[Position annotation records]
.....
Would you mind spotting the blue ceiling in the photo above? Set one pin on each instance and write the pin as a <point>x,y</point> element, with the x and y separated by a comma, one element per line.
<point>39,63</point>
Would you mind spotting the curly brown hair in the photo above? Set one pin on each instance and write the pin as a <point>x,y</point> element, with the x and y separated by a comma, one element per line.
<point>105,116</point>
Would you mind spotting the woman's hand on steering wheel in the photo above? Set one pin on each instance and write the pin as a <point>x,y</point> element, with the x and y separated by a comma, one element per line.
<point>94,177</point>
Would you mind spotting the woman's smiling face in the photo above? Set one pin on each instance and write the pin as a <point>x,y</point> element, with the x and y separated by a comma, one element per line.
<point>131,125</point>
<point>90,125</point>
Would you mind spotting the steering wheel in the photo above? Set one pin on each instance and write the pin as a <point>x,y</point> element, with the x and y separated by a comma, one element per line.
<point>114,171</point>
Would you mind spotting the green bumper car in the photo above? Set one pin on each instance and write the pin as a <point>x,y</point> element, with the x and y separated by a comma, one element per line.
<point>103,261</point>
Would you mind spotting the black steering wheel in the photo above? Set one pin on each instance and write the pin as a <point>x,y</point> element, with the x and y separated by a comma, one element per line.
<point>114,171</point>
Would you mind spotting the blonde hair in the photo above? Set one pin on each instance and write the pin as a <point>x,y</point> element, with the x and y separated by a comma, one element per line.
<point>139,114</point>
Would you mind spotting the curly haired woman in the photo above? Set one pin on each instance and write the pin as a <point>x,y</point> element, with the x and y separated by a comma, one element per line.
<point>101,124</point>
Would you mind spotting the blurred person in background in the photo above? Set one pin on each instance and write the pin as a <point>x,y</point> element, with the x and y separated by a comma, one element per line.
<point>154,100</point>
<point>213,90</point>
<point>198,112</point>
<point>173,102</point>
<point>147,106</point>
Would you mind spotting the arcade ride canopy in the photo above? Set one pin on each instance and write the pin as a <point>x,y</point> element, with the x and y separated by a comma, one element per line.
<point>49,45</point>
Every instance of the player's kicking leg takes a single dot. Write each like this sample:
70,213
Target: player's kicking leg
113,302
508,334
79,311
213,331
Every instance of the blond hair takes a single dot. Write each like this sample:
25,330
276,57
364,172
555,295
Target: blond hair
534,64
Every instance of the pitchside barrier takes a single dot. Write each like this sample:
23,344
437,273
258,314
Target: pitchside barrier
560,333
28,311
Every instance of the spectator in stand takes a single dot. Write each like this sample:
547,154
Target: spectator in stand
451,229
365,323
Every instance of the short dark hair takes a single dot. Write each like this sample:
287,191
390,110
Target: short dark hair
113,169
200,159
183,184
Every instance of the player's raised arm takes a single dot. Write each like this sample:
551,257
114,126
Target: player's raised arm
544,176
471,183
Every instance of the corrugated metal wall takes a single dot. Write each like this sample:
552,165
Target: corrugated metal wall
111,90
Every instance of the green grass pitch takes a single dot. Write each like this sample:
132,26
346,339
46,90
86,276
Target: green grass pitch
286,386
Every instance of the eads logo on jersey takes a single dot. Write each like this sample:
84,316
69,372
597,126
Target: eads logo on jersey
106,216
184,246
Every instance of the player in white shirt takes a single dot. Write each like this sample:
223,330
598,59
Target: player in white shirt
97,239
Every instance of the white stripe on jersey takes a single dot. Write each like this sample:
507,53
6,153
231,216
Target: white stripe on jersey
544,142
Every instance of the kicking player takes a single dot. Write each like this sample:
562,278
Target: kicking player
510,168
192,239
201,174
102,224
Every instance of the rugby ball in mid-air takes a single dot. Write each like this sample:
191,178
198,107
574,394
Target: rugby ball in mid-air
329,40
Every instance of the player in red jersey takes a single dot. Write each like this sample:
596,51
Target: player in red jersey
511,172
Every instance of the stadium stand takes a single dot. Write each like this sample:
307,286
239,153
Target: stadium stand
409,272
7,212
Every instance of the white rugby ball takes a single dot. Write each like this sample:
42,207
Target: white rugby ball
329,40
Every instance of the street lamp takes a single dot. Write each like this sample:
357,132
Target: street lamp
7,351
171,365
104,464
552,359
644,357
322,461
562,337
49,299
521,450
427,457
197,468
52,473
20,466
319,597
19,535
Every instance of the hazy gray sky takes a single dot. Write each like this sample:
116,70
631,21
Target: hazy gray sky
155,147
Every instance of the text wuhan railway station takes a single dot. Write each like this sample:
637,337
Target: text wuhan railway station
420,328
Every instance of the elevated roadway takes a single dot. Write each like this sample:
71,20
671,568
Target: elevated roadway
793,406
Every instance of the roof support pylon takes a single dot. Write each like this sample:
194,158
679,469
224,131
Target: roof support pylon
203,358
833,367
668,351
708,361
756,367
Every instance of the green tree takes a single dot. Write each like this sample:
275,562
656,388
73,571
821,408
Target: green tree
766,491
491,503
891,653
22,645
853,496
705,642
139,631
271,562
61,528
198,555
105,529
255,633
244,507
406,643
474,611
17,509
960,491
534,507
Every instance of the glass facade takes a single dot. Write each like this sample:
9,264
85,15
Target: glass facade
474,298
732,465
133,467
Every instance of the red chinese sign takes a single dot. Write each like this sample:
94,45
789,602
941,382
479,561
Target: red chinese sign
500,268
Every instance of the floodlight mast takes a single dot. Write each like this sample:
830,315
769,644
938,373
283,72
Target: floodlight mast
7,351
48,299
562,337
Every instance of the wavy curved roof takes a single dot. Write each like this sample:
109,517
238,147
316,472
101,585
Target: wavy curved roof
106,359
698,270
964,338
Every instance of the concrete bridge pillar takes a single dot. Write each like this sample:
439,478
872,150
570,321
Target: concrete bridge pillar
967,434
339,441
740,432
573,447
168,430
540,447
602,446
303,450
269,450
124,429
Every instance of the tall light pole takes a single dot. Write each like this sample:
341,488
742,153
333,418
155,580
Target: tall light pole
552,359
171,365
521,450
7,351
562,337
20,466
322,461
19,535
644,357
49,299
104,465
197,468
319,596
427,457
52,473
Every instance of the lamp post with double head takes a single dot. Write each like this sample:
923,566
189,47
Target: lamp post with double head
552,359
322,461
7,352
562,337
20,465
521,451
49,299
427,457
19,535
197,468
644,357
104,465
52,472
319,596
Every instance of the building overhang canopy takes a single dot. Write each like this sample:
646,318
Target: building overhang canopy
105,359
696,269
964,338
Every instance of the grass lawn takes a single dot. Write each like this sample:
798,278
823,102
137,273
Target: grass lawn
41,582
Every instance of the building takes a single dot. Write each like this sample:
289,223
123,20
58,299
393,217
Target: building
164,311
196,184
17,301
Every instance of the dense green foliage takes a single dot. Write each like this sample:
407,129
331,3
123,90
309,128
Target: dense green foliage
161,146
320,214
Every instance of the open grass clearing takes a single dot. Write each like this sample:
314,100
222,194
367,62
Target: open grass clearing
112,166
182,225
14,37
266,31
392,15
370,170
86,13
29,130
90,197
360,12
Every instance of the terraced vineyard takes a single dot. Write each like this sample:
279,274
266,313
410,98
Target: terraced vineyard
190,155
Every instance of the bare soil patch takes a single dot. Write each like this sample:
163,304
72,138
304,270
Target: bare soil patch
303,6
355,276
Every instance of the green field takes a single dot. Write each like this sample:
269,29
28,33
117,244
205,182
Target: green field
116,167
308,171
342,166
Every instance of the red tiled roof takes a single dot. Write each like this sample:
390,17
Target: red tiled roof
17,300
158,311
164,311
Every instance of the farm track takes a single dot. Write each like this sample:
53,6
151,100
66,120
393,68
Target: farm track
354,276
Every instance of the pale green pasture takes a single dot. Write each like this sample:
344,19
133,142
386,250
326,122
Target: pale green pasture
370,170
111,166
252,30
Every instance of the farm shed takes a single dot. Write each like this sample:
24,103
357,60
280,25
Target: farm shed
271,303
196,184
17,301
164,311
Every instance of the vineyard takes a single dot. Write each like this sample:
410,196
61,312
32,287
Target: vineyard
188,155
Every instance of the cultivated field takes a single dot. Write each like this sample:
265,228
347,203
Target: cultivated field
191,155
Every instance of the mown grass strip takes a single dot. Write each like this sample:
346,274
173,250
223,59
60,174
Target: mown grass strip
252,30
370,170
.....
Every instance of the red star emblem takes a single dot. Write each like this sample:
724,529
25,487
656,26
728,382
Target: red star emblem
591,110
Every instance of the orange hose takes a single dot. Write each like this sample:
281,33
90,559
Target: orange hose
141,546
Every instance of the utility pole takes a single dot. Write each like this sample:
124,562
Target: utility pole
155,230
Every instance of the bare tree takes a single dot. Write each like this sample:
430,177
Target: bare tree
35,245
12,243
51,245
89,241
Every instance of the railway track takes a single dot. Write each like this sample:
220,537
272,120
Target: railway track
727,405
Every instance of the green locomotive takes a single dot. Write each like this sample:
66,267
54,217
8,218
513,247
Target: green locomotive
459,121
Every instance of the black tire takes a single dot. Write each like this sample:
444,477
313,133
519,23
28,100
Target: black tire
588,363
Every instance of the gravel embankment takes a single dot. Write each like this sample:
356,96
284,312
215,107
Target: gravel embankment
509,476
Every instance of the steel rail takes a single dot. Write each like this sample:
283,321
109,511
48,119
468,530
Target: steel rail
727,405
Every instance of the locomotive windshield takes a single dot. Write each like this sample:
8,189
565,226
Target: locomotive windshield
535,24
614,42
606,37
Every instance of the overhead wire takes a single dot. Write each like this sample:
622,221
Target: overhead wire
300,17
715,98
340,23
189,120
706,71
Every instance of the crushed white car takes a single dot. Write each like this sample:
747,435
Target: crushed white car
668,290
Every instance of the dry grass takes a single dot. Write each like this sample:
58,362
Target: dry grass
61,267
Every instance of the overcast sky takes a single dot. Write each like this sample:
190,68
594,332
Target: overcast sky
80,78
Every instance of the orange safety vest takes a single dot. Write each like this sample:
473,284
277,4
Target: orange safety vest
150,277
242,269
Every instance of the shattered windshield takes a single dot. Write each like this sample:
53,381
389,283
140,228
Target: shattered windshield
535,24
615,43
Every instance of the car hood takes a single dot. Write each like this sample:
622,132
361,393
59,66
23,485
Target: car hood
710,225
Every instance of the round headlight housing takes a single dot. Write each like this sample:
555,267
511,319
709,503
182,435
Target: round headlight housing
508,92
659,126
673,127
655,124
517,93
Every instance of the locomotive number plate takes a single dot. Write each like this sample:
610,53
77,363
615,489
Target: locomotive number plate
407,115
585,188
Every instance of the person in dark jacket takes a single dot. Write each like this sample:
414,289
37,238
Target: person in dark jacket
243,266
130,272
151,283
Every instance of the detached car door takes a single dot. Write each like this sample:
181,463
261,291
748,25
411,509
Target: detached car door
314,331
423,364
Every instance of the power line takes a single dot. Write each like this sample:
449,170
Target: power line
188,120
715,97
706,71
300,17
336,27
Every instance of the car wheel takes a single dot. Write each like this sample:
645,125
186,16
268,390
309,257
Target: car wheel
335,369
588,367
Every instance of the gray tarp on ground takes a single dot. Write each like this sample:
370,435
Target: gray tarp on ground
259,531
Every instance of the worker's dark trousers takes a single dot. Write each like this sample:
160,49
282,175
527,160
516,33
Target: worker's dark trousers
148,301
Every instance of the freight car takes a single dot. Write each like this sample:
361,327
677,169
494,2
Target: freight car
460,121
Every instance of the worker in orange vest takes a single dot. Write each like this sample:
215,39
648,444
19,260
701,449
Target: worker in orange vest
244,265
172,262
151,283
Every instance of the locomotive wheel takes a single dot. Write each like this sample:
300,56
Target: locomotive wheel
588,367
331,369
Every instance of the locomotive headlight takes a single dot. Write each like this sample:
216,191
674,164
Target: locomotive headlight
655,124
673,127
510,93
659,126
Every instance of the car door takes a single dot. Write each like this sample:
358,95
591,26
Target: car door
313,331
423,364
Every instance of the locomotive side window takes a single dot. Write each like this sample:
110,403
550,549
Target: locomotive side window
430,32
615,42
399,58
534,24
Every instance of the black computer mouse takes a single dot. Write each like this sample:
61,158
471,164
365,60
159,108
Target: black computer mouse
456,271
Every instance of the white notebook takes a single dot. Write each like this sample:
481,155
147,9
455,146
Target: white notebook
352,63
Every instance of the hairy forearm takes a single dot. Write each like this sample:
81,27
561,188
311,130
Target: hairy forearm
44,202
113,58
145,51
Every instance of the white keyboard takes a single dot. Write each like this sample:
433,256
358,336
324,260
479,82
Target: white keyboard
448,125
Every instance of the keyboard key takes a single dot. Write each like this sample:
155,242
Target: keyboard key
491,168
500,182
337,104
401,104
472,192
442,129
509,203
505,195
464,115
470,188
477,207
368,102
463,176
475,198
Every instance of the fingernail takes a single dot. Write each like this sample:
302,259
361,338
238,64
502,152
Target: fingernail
.....
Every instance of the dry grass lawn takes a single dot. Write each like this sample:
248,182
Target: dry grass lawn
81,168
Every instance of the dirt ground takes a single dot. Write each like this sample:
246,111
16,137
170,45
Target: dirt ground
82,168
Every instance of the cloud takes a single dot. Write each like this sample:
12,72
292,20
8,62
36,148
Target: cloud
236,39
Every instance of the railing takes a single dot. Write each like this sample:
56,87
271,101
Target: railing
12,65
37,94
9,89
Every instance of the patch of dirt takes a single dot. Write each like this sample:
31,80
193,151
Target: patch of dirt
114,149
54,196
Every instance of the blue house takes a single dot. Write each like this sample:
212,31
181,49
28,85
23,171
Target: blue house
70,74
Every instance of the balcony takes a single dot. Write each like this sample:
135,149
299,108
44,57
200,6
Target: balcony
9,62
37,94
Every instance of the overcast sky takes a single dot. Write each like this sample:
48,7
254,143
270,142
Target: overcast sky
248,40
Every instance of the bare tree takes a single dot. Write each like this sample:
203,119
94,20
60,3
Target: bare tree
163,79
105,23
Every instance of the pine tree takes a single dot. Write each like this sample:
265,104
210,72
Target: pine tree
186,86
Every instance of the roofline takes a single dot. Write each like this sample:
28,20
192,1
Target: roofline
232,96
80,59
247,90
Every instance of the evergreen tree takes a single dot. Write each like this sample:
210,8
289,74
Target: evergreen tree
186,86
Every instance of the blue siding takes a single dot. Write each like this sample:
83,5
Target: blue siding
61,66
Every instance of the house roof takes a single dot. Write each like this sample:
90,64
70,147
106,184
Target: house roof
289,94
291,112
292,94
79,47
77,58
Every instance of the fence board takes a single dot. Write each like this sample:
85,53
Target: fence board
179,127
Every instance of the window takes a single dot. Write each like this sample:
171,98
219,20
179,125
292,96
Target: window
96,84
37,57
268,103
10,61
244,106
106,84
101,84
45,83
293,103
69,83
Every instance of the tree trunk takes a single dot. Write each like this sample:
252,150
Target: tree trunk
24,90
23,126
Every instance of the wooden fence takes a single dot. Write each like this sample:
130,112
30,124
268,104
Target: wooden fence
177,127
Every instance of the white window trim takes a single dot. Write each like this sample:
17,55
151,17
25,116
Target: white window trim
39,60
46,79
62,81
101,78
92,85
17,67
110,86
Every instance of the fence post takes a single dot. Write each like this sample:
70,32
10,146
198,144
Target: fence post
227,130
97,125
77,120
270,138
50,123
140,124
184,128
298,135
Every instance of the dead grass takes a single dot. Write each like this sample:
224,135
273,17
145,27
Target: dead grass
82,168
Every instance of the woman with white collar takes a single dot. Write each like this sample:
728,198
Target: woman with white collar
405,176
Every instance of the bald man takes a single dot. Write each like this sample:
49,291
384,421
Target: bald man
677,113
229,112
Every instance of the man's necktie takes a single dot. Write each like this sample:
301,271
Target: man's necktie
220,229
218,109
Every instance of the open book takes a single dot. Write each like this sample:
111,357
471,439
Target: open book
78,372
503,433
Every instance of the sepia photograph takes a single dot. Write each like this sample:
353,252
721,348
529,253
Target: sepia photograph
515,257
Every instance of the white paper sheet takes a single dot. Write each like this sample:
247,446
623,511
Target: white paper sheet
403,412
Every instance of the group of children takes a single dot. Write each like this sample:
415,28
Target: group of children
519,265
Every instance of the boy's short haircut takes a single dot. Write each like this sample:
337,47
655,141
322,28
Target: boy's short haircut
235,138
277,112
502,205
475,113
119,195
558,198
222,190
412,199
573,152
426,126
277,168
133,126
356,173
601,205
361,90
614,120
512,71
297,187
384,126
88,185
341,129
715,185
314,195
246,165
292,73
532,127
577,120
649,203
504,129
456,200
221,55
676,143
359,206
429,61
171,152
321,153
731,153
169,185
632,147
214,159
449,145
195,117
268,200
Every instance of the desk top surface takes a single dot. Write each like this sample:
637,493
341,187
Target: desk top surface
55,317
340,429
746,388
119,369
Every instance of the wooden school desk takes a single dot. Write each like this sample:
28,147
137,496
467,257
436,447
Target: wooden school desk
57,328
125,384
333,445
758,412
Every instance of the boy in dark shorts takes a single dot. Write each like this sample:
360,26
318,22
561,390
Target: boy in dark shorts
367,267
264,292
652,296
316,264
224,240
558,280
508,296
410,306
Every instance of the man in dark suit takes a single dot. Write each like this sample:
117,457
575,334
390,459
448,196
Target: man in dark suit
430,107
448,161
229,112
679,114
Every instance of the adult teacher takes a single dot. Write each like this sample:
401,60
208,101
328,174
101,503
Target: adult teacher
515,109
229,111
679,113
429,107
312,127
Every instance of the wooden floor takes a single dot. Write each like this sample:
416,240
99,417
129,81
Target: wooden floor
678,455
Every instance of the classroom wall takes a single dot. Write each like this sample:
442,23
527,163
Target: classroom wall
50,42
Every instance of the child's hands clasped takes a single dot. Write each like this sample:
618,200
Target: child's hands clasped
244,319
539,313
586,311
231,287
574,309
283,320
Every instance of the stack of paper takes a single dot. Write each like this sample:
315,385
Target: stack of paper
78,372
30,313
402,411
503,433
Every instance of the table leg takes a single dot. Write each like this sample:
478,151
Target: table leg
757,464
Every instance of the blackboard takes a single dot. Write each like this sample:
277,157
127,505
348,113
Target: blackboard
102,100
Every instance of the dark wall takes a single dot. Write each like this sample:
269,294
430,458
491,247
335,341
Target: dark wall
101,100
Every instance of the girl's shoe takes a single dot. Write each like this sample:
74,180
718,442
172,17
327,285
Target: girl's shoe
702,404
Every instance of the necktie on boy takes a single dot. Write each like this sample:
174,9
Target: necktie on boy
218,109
.....
§ **What you will do**
Convert the items into a Markdown table with the columns Row and Text. Begin at the line containing "Would you mind spotting the woman's hand", end after the line containing "<point>101,124</point>", number each line in Row, and leave out blank lines.

§ **Solution for this task**
| Row | Text |
|---|---|
| 1 | Would you mind spotting the woman's hand on steering wheel in the photo above? Set one pin on each instance and write the pin as a <point>x,y</point> element, with the x and y separated by a comma, one element per line. |
| 2 | <point>94,177</point> |
| 3 | Would you mind spotting the woman's smiling face in the photo above? Set one pin on each instance and write the pin as a <point>x,y</point> element, with the x and y separated by a comma, one element per line. |
| 4 | <point>131,125</point> |
| 5 | <point>90,125</point> |
| 6 | Would you mind spotting the steering wheel in the photo above? Set one pin on each instance and write the pin as a <point>x,y</point> element, with the x and y separated by a comma, one element per line. |
| 7 | <point>114,171</point> |
| 8 | Would you mind spotting the green bumper car in the photo above? Set one pin on each instance and write the pin as a <point>x,y</point> element, with the x and y separated by a comma, one element per line. |
| 9 | <point>103,261</point> |
| 10 | Would you mind spotting the black steering wheel in the photo above? Set one pin on each instance and write the pin as a <point>x,y</point> element, with the x and y separated by a comma, one element per line. |
| 11 | <point>114,171</point> |
| 12 | Would you mind spotting the blonde hair in the photo above? Set one pin on each instance and write the pin as a <point>x,y</point> element, with the x and y separated by a comma, one element per line. |
| 13 | <point>139,114</point> |
| 14 | Would you mind spotting the curly haired woman in the photo above? Set one pin on each instance and write the pin as a <point>x,y</point> element, with the x and y separated by a comma, one element per line. |
| 15 | <point>101,124</point> |